Record excerpts:
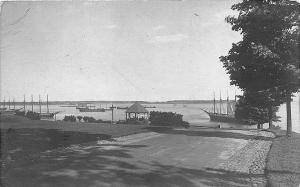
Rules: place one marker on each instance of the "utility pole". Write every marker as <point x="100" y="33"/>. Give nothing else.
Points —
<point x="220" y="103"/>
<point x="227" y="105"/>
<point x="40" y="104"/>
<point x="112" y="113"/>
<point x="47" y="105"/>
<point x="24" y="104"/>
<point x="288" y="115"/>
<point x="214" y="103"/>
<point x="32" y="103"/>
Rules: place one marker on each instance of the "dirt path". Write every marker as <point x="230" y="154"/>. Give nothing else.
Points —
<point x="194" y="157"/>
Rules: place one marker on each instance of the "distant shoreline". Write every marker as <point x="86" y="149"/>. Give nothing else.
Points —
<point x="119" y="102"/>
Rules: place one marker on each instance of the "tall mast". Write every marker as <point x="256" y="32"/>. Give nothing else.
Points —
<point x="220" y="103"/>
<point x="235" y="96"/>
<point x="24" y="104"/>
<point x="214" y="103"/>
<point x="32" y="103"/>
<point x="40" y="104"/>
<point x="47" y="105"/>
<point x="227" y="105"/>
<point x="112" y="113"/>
---
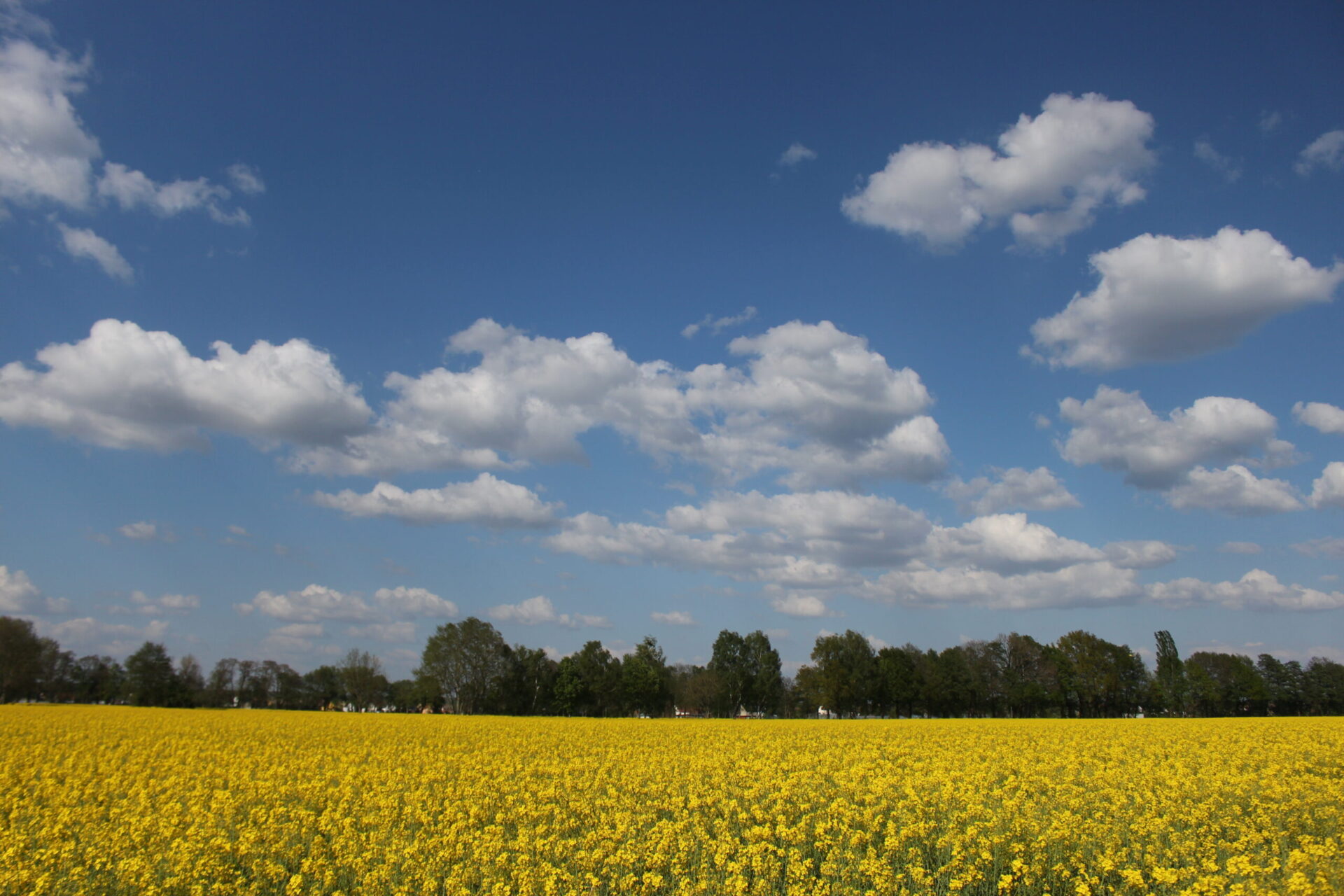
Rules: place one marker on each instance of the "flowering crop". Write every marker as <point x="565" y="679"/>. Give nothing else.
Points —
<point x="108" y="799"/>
==
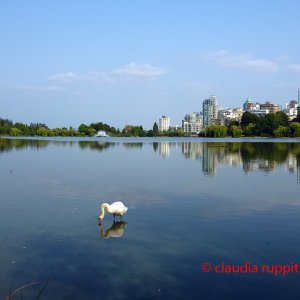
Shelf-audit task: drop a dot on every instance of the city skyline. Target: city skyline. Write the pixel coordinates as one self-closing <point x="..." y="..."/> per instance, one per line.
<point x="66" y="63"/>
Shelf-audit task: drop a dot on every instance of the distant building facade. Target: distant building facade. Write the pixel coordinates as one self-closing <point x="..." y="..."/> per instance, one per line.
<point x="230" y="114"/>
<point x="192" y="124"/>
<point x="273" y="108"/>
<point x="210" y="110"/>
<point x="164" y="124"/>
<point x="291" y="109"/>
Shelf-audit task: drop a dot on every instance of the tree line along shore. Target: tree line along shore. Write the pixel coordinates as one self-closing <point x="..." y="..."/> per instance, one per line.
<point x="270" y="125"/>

Challenge: Which lines in the data above contain the string "self"? Show each of those lines in full, treating uppercase and lowercase as different.

Worked answer:
Shelf-audit task: drop a dot on every instance of the city skyline. Target: city skyline. Write the pixel coordinates as one self-closing <point x="..." y="..."/> per instance, one per line.
Shelf-audit task: drop a dot on every instance of the distant building facade. Target: distant building facade. Write the pixel coordinates as one self-closing <point x="..." y="..."/> per instance, one per line.
Shelf-audit task: drop a dot on every instance of the tree line along shore. Target: tree line along shore. Write the pixel coordinates as one self-closing <point x="..." y="..."/> per instance, one per line.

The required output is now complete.